### Material shown
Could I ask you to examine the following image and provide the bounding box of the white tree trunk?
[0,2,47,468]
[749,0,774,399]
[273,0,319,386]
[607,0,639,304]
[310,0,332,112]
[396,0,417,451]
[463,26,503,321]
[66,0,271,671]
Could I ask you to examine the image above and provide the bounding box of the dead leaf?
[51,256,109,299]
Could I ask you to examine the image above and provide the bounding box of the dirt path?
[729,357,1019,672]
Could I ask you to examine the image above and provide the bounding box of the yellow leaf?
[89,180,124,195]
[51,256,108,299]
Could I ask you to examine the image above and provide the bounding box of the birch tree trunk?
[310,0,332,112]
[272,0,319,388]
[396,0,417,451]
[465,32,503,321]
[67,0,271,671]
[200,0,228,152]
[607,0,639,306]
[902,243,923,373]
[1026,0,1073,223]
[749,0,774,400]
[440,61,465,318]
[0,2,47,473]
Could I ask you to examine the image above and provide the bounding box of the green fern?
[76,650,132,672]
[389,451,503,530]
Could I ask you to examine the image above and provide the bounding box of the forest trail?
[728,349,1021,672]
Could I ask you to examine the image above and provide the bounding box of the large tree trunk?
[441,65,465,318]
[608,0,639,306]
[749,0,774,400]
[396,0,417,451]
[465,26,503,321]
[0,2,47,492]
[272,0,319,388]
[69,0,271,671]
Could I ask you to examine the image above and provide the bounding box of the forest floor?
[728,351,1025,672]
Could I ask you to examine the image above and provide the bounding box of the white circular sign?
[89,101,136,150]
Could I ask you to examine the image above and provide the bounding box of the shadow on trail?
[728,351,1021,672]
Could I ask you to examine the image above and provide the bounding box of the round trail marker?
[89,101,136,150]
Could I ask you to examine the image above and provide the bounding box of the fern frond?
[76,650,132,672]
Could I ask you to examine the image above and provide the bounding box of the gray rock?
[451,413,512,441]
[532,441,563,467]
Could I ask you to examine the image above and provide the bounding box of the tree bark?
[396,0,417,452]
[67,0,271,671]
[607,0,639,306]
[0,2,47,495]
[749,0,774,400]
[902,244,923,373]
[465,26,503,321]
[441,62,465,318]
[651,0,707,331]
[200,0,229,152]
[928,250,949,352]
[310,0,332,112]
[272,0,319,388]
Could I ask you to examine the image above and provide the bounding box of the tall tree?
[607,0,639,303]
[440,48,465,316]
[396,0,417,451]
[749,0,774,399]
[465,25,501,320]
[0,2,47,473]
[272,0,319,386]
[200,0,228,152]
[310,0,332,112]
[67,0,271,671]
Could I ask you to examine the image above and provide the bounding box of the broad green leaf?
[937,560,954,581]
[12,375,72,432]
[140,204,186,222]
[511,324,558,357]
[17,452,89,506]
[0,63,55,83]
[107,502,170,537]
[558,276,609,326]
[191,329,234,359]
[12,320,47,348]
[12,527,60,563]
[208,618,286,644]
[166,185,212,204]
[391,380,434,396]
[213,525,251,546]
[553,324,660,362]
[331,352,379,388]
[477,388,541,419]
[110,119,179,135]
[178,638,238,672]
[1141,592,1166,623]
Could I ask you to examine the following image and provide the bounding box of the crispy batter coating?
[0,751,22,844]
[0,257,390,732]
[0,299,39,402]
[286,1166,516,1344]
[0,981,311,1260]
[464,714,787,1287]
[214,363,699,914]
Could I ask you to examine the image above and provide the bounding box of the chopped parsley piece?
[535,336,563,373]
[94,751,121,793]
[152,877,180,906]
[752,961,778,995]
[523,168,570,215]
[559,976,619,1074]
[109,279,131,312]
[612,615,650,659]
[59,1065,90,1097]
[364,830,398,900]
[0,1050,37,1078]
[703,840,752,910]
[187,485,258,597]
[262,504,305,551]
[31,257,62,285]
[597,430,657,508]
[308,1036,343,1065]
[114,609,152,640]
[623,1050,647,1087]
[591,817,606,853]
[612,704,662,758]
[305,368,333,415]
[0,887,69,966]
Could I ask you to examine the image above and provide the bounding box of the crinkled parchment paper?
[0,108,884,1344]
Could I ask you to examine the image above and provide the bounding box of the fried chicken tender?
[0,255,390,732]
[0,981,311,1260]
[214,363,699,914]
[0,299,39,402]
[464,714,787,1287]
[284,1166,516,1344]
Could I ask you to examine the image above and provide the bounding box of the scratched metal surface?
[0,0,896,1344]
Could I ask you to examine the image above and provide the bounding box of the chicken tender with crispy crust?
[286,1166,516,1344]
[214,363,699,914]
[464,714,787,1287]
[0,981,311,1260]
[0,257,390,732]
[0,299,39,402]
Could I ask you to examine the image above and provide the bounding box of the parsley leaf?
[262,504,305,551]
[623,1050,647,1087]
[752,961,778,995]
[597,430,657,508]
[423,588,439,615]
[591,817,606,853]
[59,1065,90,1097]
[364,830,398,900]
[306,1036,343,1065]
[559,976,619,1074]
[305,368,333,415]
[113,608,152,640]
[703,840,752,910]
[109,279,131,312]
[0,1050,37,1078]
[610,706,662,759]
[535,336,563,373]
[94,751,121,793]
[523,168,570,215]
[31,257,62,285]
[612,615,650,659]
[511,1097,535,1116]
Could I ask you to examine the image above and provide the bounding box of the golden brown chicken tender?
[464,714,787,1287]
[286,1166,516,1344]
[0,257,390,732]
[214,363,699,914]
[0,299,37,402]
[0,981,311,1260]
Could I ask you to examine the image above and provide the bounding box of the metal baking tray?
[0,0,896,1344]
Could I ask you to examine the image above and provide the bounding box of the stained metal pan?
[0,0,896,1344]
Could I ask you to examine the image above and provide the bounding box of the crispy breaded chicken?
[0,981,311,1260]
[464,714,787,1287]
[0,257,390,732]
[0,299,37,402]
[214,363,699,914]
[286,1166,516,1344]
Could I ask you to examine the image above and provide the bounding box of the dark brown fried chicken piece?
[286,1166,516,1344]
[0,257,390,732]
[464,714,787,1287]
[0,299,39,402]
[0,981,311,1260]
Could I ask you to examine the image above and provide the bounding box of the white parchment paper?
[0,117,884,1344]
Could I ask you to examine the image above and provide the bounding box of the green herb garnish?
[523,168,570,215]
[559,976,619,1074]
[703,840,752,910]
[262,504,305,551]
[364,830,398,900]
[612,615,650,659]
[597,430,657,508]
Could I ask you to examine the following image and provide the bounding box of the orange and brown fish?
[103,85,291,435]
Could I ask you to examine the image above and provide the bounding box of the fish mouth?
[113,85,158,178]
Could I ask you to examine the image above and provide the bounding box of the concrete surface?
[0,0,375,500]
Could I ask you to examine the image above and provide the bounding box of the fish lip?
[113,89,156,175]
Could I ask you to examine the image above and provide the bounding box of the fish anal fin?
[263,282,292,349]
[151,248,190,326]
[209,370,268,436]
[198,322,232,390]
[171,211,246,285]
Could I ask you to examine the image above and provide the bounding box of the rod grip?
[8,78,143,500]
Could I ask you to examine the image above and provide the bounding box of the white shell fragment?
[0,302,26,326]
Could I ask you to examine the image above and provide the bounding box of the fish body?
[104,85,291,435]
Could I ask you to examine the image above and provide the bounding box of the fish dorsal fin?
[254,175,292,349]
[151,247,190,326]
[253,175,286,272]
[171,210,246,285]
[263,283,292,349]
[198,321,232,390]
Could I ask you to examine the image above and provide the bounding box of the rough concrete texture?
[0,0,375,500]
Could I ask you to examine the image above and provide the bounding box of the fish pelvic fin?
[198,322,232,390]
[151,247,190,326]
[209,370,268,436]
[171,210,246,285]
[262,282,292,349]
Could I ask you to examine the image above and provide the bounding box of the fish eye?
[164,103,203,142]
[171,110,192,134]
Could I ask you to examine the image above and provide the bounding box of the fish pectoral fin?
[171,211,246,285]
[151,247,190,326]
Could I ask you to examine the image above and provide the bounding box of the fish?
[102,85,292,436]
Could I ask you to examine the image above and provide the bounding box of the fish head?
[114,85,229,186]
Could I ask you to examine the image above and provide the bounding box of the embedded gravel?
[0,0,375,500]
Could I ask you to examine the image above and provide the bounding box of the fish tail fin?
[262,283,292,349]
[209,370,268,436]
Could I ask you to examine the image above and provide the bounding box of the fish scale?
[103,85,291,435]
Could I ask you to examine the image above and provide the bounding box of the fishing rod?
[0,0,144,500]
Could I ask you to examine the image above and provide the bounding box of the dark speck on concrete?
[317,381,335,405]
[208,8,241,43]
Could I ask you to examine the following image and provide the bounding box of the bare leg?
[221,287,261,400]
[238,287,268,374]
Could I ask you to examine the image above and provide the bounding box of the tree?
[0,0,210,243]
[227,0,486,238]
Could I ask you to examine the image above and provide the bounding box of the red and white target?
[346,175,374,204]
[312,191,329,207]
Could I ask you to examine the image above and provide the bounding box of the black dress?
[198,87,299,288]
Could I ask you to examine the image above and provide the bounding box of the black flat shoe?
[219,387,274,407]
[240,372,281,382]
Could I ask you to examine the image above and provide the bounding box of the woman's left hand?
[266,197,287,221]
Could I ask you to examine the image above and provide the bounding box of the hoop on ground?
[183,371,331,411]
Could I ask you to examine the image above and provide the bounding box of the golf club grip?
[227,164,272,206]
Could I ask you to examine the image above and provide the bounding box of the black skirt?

### Goal of the exercise
Render the stretch of the listing from the line that contains "fish anal fin?" through the line that contains "[8,78,143,500]" as a Markdown table with columns headed Row and Line. Put a row number and one line in each row, and skip any blank lines.

### Answer for the task
| Row | Line |
|---|---|
| 1 | Could I ask you to examine the image above and provide the bounding box of the fish anal fin? |
| 2 | [263,282,292,349] |
| 3 | [151,248,190,326] |
| 4 | [209,370,268,436] |
| 5 | [198,322,232,390] |
| 6 | [171,211,246,285] |
| 7 | Could I ask you to examine the image above and provide the bounding box of the rod grip? |
| 8 | [8,78,143,500] |